The summer, the fall, and the winter of discontent, shovel after shovel of snow that turns to filthy slush, as in slush pile (publishers’ slush piles) . . . the discontent of youth, the discontent of marriage, the discontent of writers, the discontent of New Yorkers, and the discontent that turns to temporary joy at the nightclub The Go Hole. “Go! Go!” and “gone.” The discontent of life right from the beginning, as whimsically stated by William Blake:

“My mother groan’d! my father weapt.
Into the dangerous world I leapt” i

Go the 1952 novel by John Clellon Holmes is a must for any serious Beat reader. It has none of the poetry of Kerouac, but provides an authentic background and clear insight into character, especially chilling are portraits of Bill Cannastra and Neal Cassady. Holmes delivers compelling studies of Allen Ginsberg and Jack Kerouac, and some more minor characters, such as a sympathetic one of Luanne Henderson.

--- ENTRIES PROVIDED ---
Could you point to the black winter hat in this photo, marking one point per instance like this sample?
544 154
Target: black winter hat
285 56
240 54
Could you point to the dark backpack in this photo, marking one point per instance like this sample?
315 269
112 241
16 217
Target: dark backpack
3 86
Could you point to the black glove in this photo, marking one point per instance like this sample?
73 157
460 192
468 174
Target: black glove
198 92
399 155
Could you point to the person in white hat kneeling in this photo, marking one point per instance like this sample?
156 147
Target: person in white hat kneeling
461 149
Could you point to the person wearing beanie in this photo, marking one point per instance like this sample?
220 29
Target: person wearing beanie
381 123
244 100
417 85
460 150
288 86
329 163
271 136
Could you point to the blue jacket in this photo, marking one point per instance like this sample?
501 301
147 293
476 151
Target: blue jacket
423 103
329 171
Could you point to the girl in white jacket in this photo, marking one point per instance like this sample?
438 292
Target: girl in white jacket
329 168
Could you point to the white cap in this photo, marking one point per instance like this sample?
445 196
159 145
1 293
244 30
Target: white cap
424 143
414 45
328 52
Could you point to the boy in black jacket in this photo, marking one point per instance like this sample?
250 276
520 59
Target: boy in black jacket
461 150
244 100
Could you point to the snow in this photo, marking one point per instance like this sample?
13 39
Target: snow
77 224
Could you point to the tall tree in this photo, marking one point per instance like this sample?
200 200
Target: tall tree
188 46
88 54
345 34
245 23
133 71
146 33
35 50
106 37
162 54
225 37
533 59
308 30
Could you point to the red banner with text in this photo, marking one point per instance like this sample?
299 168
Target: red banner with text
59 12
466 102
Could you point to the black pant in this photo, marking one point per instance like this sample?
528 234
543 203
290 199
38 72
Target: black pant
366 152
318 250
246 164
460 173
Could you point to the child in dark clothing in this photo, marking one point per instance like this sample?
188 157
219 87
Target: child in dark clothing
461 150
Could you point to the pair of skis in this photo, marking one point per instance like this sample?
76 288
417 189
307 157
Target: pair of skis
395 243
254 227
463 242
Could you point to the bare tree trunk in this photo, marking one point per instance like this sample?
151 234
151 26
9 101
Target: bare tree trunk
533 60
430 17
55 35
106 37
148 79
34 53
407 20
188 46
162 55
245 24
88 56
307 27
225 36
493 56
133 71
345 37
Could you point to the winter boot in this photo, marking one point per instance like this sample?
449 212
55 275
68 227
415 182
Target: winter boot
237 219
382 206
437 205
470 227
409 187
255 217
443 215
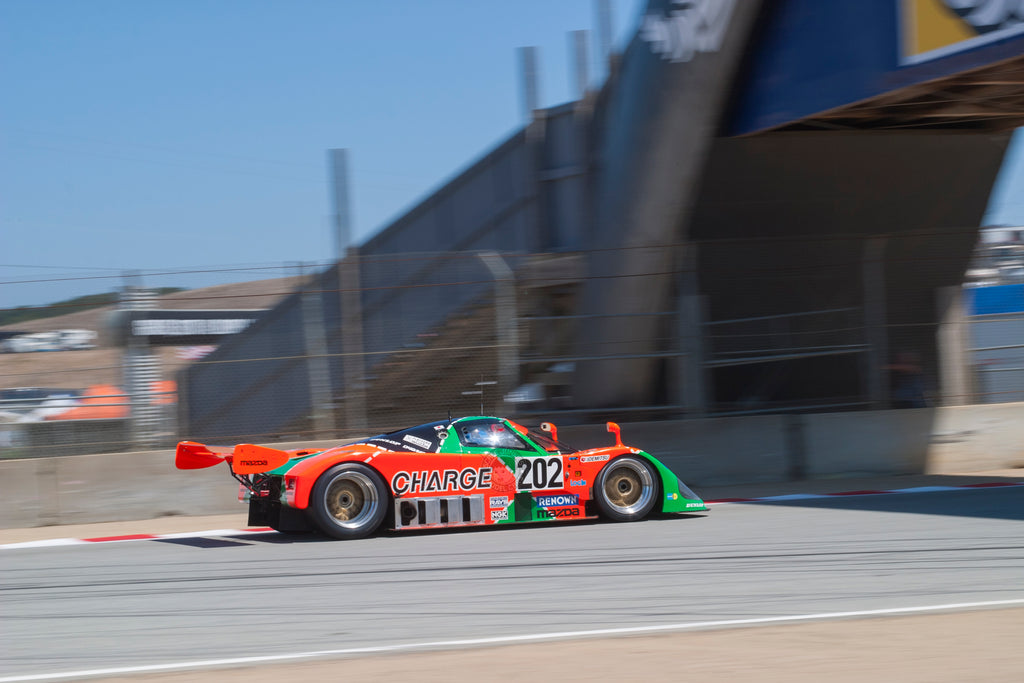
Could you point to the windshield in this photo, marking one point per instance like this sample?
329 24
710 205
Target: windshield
544 440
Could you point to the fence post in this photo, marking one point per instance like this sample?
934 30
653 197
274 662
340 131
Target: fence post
954 383
506 321
873 282
140 369
316 360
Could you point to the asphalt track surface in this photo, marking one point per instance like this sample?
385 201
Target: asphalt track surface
174 601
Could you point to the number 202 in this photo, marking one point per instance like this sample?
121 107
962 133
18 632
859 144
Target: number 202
539 473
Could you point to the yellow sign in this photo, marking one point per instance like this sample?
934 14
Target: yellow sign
933 29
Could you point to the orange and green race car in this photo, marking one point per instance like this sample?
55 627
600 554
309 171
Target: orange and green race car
463 472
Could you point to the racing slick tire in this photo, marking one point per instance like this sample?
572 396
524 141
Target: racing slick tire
626 489
349 501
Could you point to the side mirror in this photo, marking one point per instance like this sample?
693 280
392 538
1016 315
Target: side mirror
613 428
551 429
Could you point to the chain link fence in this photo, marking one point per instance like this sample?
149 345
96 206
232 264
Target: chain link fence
391 340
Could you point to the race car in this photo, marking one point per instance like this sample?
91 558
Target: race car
463 472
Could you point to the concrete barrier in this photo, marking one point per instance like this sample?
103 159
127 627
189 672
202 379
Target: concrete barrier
120 486
869 442
702 453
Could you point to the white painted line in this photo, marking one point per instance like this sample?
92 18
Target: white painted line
508 640
212 531
49 543
928 489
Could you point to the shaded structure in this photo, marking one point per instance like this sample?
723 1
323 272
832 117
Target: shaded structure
764 205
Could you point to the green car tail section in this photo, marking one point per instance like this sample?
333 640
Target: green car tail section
676 497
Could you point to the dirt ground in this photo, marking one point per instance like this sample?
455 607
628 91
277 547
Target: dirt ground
77 370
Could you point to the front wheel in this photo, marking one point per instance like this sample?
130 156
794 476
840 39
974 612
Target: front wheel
348 501
626 489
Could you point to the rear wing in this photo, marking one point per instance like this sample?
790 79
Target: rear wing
243 459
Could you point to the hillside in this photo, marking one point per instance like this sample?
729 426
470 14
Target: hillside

--- REQUIRED TASK A ---
Repeat the passage of the review of Go that begins at the words "The summer, the" and stops after "my father weapt.".
--- REQUIRED TASK B ---
How many lines in the listing contain the string "winter"? Give only the number.

--- FULL OUTPUT A ---
The summer, the fall, and the winter of discontent, shovel after shovel of snow that turns to filthy slush, as in slush pile (publishers’ slush piles) . . . the discontent of youth, the discontent of marriage, the discontent of writers, the discontent of New Yorkers, and the discontent that turns to temporary joy at the nightclub The Go Hole. “Go! Go!” and “gone.” The discontent of life right from the beginning, as whimsically stated by William Blake:

“My mother groan’d! my father weapt.

--- FULL OUTPUT B ---
4